» **WHAT IS BEING ASKED**:
Give the entries again, precisely as they were written.

» **ENTRIES PROVIDED**:
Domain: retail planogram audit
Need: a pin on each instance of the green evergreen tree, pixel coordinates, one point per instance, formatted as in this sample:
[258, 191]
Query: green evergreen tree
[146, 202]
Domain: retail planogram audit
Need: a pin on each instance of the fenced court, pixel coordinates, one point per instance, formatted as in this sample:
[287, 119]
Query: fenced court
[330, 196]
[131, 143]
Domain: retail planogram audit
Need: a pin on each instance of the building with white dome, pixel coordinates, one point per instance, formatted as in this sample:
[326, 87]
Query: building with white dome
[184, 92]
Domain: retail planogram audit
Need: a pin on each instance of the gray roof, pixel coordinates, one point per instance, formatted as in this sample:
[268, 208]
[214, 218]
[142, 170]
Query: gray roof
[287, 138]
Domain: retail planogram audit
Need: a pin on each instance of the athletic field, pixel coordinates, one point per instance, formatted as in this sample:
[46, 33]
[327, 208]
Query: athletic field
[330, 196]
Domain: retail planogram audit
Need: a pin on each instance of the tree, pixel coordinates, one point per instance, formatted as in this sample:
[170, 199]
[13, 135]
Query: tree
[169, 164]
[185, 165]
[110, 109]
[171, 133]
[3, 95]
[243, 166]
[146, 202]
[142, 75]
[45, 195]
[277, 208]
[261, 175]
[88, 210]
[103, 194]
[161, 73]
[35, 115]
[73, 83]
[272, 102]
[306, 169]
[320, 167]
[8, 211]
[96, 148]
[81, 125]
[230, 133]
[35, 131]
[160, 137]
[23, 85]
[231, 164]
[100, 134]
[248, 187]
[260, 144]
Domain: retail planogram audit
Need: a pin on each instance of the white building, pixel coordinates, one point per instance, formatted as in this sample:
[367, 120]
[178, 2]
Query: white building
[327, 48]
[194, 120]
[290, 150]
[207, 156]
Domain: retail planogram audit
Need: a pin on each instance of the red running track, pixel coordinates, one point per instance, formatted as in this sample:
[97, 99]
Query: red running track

» **RESPONSE BELOW**:
Domain: retail planogram audit
Need: a pin on each instance of the green evergreen tree, pixel coordinates, one point per instance, formatted as in this sample:
[258, 191]
Query: green evergreen tree
[146, 202]
Domain: retail planogram audit
Need: a pin on each instance of the fenced court, pixel coordinates, one point per instance, formatted as in this sample:
[287, 119]
Query: fenced court
[330, 196]
[131, 143]
Domain: retail planogram audit
Need: a pin on each instance of the building with white dome, pixel coordinates, one point per instance, formatted as in this sample:
[326, 87]
Query: building with white dome
[184, 92]
Domain: retail planogram audit
Need: a pin on each instance of the gray roof, pixel coordinates, one point per instance, formatted as in this sample:
[268, 208]
[214, 218]
[142, 170]
Query: gray roof
[287, 138]
Domain: retail planogram audit
Need: a pin on each instance of the athletic field, pixel coordinates, one point per instance, formatted as in this sample:
[46, 33]
[327, 208]
Query: athletic field
[330, 196]
Domain: retail planogram audit
Need: a pin on each instance of the tree, pixel coordinates, one point per instance, formatted as in this sample:
[170, 199]
[13, 135]
Query: tree
[169, 164]
[185, 165]
[110, 109]
[171, 133]
[3, 95]
[243, 166]
[146, 202]
[142, 75]
[45, 195]
[277, 208]
[261, 175]
[88, 210]
[103, 194]
[161, 73]
[35, 115]
[73, 83]
[272, 102]
[306, 169]
[320, 167]
[8, 211]
[96, 148]
[81, 125]
[230, 133]
[35, 131]
[160, 137]
[23, 85]
[231, 164]
[100, 134]
[248, 187]
[260, 144]
Domain: retail planogram audit
Need: a pin on each instance of the white building, pixel coordinates, one point per instance, formatted as in this sample:
[367, 120]
[178, 2]
Query: white building
[327, 48]
[194, 120]
[290, 150]
[207, 156]
Domain: retail planogram audit
Need: a pin on each instance of the red running track, pixel coordinates, one point per instance, formatted as in this sample:
[97, 99]
Query: red running track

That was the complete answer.